**LISTING**
===

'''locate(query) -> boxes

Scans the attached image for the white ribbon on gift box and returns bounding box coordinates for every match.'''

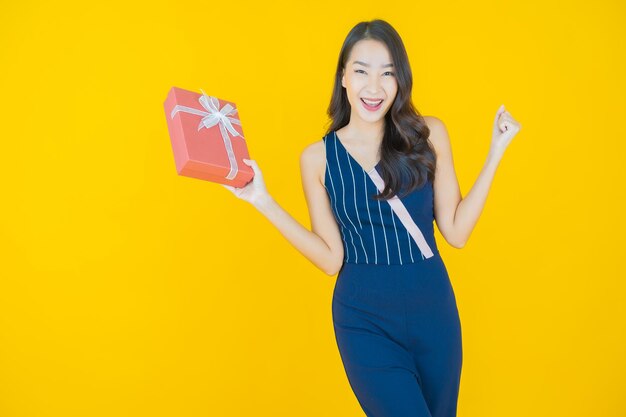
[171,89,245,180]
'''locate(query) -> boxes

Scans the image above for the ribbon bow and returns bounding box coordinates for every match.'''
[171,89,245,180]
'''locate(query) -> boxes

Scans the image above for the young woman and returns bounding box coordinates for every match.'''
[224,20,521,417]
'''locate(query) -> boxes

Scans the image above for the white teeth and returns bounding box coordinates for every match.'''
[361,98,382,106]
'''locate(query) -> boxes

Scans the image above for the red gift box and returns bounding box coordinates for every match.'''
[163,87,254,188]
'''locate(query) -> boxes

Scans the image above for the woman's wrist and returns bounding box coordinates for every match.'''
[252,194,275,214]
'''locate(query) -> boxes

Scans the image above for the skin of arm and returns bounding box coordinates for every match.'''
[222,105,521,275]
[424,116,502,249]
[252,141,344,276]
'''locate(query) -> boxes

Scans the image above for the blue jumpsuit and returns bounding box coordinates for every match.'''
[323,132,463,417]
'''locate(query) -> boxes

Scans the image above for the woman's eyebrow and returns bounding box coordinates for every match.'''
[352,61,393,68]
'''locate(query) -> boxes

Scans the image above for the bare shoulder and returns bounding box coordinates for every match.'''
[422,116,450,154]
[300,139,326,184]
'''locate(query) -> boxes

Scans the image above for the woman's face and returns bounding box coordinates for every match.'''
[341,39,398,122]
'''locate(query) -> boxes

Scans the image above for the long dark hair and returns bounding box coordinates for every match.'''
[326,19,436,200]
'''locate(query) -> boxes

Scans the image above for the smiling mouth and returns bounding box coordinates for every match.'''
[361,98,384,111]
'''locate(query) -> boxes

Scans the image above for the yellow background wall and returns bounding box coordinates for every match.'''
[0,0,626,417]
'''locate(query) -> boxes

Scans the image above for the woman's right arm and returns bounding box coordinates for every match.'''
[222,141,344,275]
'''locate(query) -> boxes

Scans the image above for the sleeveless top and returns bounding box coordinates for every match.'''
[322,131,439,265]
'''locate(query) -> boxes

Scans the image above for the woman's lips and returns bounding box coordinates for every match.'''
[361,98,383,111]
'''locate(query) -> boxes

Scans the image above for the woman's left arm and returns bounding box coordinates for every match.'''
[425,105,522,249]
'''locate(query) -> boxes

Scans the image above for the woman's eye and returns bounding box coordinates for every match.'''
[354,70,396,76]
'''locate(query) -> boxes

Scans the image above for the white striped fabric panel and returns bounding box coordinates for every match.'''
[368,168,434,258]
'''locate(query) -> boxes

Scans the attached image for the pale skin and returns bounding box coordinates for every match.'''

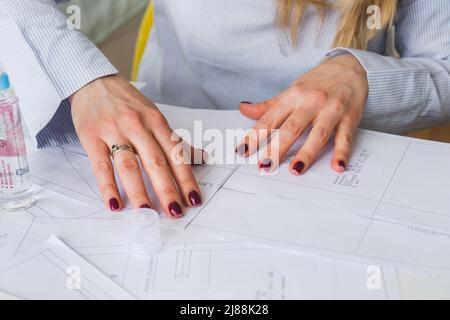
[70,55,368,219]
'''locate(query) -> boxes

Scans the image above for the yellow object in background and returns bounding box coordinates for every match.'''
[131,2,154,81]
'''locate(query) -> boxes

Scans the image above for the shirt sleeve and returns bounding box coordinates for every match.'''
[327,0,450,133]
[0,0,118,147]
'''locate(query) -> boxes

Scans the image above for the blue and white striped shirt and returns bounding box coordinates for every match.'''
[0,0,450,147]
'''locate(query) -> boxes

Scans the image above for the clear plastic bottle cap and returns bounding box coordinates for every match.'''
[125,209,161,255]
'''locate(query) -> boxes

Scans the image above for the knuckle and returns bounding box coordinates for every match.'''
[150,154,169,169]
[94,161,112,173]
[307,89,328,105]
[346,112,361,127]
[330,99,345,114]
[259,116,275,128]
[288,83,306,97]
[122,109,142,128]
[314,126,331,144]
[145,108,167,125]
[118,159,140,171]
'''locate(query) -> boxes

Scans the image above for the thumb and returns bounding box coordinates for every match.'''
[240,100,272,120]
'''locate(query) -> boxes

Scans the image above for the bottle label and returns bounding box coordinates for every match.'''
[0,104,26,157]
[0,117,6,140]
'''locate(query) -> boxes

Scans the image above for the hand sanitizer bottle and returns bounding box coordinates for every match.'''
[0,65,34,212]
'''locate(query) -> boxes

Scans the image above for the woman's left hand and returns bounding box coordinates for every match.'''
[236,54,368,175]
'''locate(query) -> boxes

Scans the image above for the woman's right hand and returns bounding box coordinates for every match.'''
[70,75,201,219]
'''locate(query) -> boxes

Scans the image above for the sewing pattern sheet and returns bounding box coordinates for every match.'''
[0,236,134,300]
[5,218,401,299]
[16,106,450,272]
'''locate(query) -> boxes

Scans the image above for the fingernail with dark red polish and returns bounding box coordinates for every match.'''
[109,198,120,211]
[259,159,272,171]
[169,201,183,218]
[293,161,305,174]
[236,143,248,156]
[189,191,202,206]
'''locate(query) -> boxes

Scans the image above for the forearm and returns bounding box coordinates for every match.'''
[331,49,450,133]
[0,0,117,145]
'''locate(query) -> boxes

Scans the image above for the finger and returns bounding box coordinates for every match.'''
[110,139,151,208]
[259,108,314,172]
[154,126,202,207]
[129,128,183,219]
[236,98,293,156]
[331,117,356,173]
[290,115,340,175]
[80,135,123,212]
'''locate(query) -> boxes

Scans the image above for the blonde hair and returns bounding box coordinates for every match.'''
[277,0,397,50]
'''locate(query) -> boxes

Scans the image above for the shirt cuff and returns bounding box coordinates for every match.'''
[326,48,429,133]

===

**WHAT YOU WILL DO**
Could you shift every bounding box coordinate in the listing up by 74 and give again all the lines from the start of the listing through the line holding "[224,20,521,417]", both included, with all their text kept? Leave the pictures out.

**THE SOLUTION**
'''locate(query) -> boxes

Scans the attached image for the white ribbon on gift box and returns bounding box coordinates for every match.'''

[245,163,319,254]
'''locate(query) -> boxes

Scans the image above for the ribbon bow and returns bounding box coordinates for every match.'''
[245,163,319,254]
'''locate(query) -> boxes

Scans the image above for the young woman and returns bounding box coordinates for every match.'''
[298,94,595,491]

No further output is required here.